## Extract provided:
++++++++
Sesam stasjon () was a Norwegian children's television series that ran on NRK1 (and sometime NRK2) based on Sesame Street. It quickly became the most popular children's show in Norway after its début in 1991, and 198 episodes were made until 1998. Unlike their predecessors from all over the world it is set in a railway station near a town instead of the traditional Sesame Street neighbourhood. Each episode is 30 minutes, of which 15–20 are from the Norwegian production and 10–15 are dubbed from Sesame Street.

History
In 1987, NRK approached Children's Television Workshop about the possibility to make a Norwegian co-production of Sesame Street. In 1989, an agreement was reached between NRK and CTW, and the production of Sesam stasjon began in September 1990. As part of the preparation for the show, Kermit Love traveled to Norway in June 1990 to teach the Norwegian puppeteers.

The first episode aired on NRK on 4 February 1991. In the beginning, the plan was to produce 77 episodes all written by Eyvind Skeie. In 1992, Skeie left the production after finishing his contract of 77 episodes. At the same time, NRK told that they wanted to make another 250 episodes to run through 2006. However, the series would not survive that long. NRK decided that the resources used to produce Sesam stasjon could be used better elsewhere, so NRK decided to pay CTW to get out of the contract, that would end in 2001. The last scene was recorded on 28 April 1999, bringing the total to 198 episodes. However, Sesam stasjon stayed on the air in reruns until 2004.

The exterior set was built around Lørenskog Train Station, that was provided from the Norwegian railroads (NSB). The station was built in 1901 by architect Paul Due. A tower was added to the building. The station was modified again in August 1991.  This time, the inside of the station was changed and opened for the public, so that kids could walk around inside the station. There were also live appearances by the cast and walk-around characters. In 2003 it was decided to change the station back to the original look.

NSB provided two modified train engines from 1940 of the type EL.10. (El10.2504 and El10.2508), these engines were used on the show. Two other and more powerful train engines (Di2.827 and DI2.839) were also painted with the Sesam stasjon colors. These trains were not used on the show but was used as passenger trains around Norway. The passenger cars were painted BFV1 cars, restored Donnerbüchse (Thunderbox) cars that had been abandoned in Norway by the German army after the second world war. There were also some open passenger cars that were used during the summers, these cars were made out of cargo cars also called Gs cars.

Some of the episodes were like mini-series; the storyline would continue where the last episode left off. One of these longer stories was about how Alfa entered a contest to write a television show. She wrote about her life at Sesam stasjon, and she won the contest. The entire station was invited to NRK, so they could talk about the show. In a later episode, a TV crew from NRK arrived to shoot the TV show using actors to play Alfa and her friends. These "actors" were the walk-around suits, that were built for live appearances.

Characters
 Max Mekker: a big blue animal-like guy who works at the train station called "Sesam stasjon". Good at fixing things, hence the name "Mekker" (about the same as "handyman"). Max Mekker always talks in rhyme. Played by Geir Børresen.
Alfa: a female yellow muppet resident of the train station and likes to play the guitar. Played by Hanne Dahle.
 Bjarne: a male pink muppet who owns a ticket booth. Very fond of numbers and having system in his stuff. Suffers from allergies, and therefore doesn't like summer. Played by Åsmund Huser.
++++++++
## Provided data:
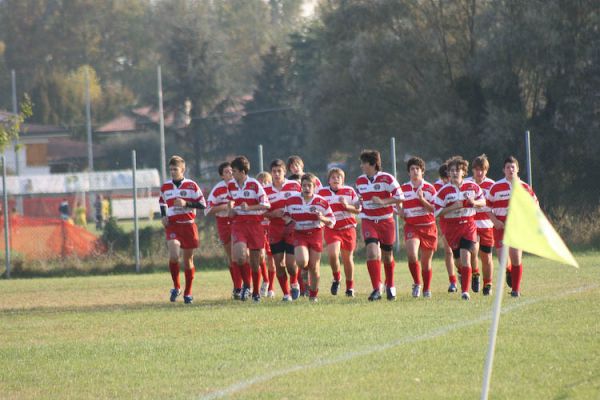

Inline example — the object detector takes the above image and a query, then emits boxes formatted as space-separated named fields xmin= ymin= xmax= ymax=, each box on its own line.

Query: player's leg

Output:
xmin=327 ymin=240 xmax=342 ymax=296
++++++++
## Task statement:
Extend the article on the Norwegian television series Sesam stasjon, starting right after its last line. The data plays no role here.

## Exercise output:
 Py: a red muppet with yellow and red hair and the youngest at the station. She was seen hatched from a humongous blue egg that appeared with a train. Played by Christine Stoesen.
 Stasjonsmester O. Tidemann: station master. Played by Sverre Holm.
 Leonora Dorothea Dahl: a lady working at the train station. Likes to sing and cook. Played by Sidsel Ryen.

The whole production went to New York to observe the American production of Sesame Street. By co-operating with the American production, they got the rights to make their own version of the show. It came out as "Sesam stasjon". The special puppets used for the show had to be sent to the Children's Television Workshop (CTW) whenever they had to be rinsed, because the mechanism used to operate them was confidential. Only Geir Børresen was allowed inside Max Mekker.

The Norwegian producers were Herman Gran and Grete Høien. Eyvind Skeie and Lena Seimler wrote the teleplays, the costumes were designed by NRK's Costume Designer Ellen Andreassen Jensen while Sigvald Tveit wrote the music for the songs from the show. Harald Mæle was responsible for the voiceovers for the American cuts. (The Cookie Monster etc.)

Although not a character, the animated Pinball Number Count segments were also dubbed and used in the show regularly, and the melody is well recognized amongst Norwegians who have watched the show, despite most of them not having seen Sesame Street.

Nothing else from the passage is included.